Text:

────────────────

I don’t give a flying monkey fart who’s to blame for the shutdown.
I don’t care if it’s the Democrats refusing to budge on healthcare or the Republicans refusing to come to the table. I don’t care whose press conference sounds more polished or who’s winning the blame game on cable news.
What I care about is this: the barn is falling down.
And instead of fixing it, we’ve got a donkey tied to one beam and an elephant tied to the other, both pulling in opposite directions while the American people stand in the middle, trying not to get crushed.
This isn’t politics. This is negligence.
The 2025 government shutdown is now one of the longest in U.S. history. At the heart of it? A fight over healthcare subsidies—specifically, the enhanced tax credits that have helped millions afford insurance through the ACA marketplaces. Republicans want to let them expire. Democrats want to keep them. And instead of negotiating like adults, they’ve decided to hold the entire country hostage.
Meanwhile, people are losing access to food assistance. Federal workers are furloughed or working without pay. Tribal communities are bracing for the loss of SNAP and healthcare programs. And the longer this drags on, the more damage is done.
And while they argue about subsidies, here’s the truth: healthcare is unaffordable either way.
With subsidies, you still pay hundreds a month for coverage that barely covers anything. Without subsidies, you might as well start Googling home remedies and praying for good luck.
So maybe—just maybe—we should fix that first.
Cap the costs.
Open up real competition.
Let citizens choose providers without being punished for it.
Make preventative care accessible.
Stop tying insurance to employment.
And for heaven’s sake, bring back the kind of community care where you could trade a chicken or two for a house call and a homemade apple pie for a cold remedy.
Because right now, it feels like we’re paying top dollar for bottom-tier care.
Out here on the farm, when a beam starts to crack, you don’t argue about who should fix it. You don’t tie your animals to it and yank in opposite directions. You grab a post, a hammer, and a neighbor, and you shore it up before the whole thing comes down.

────────────────

Saved data entries:

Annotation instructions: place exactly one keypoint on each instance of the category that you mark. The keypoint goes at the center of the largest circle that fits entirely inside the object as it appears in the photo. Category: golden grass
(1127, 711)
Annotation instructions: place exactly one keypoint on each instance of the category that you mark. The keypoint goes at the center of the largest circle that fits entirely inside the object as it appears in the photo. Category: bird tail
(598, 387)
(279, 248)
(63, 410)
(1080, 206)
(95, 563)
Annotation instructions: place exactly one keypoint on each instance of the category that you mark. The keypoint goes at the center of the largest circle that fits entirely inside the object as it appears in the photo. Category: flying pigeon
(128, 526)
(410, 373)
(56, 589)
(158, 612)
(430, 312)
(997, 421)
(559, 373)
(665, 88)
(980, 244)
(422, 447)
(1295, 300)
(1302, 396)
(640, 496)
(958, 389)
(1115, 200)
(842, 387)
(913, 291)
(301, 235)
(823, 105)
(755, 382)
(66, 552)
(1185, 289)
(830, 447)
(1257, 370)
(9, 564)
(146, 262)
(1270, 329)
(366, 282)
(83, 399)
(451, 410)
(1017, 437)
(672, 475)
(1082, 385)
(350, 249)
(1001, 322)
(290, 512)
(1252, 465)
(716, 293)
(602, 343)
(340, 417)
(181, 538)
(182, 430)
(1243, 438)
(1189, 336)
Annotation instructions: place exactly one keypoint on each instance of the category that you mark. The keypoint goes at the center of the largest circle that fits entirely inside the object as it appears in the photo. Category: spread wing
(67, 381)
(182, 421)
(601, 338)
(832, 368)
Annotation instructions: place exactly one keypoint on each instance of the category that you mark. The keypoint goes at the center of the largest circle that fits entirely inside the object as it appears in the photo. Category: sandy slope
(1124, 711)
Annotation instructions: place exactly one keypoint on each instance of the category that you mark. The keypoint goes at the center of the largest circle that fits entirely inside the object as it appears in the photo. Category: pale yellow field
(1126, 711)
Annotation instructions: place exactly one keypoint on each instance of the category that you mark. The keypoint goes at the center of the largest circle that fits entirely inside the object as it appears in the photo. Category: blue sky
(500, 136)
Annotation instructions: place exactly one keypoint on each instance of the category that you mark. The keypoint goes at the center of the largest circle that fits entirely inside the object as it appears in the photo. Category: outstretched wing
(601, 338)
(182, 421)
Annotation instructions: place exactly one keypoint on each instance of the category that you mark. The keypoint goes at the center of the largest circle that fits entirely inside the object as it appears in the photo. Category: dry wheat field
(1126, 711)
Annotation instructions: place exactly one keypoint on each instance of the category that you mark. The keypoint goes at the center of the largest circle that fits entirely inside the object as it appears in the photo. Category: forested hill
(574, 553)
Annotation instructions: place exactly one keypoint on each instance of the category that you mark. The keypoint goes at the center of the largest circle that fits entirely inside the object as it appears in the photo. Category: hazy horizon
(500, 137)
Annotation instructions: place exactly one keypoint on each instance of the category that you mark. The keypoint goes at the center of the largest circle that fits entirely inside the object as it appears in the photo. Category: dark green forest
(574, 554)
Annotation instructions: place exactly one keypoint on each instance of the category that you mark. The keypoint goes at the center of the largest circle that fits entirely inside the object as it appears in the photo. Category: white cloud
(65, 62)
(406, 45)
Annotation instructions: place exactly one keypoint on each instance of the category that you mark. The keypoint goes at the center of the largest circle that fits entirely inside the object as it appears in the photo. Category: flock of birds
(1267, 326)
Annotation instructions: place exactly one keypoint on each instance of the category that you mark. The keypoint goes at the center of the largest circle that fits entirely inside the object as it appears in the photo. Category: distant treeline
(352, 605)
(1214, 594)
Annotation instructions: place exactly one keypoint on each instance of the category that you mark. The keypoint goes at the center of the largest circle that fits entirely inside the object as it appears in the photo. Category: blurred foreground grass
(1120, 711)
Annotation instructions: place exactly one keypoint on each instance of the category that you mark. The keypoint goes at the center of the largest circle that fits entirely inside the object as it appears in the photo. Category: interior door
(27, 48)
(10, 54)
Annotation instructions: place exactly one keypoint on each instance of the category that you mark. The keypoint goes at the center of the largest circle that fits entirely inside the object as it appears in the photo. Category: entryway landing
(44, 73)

────────────────

Tasks and exercises:
1. In the shutdown essay, what fight is at the heart of the 2025 government shutdown?
2. Resume the shutdown essay, picking up right after its final sentence.

Results of the exercise:
1. A fight over healthcare subsidies, specifically the enhanced tax credits that have helped millions afford insurance through the ACA marketplaces.

2.
But Washington doesn’t work like that.
They’d rather let the roof cave in than admit the other side might have a point. They’d rather let families go hungry than risk losing political leverage. They’d rather gamble with healthcare than compromise on coverage.
And we’re the ones paying for it.
We’re the ones watching our kids lose access to school meals. We’re the ones wondering if our prescriptions will still be covered. We’re the ones holding the line while they play tug-of-war with our lives.
I don’t care what party you belong to. If you’re in office and you’re not actively working to reopen the government and protect the people you serve, then you’re part of the problem.
Because this isn’t about elephants and donkeys anymore.
It’s about the damn barn.
And it’s falling down.
And we’re still inside it.
Healthcare should be a basic right, not a political bargaining chip. It shouldn’t take a shutdown to remind people that sick kids still need medicine, pregnant women still need prenatal care, and elders still need their prescriptions.
So while they argue over who’s to blame, I’m here patching the barn with whatever I’ve got.
And I’m telling you now: if we don’t stop playing tug-of-war with people’s lives, we’re going to lose more than a few beams. We’re going to lose the whole damn structure.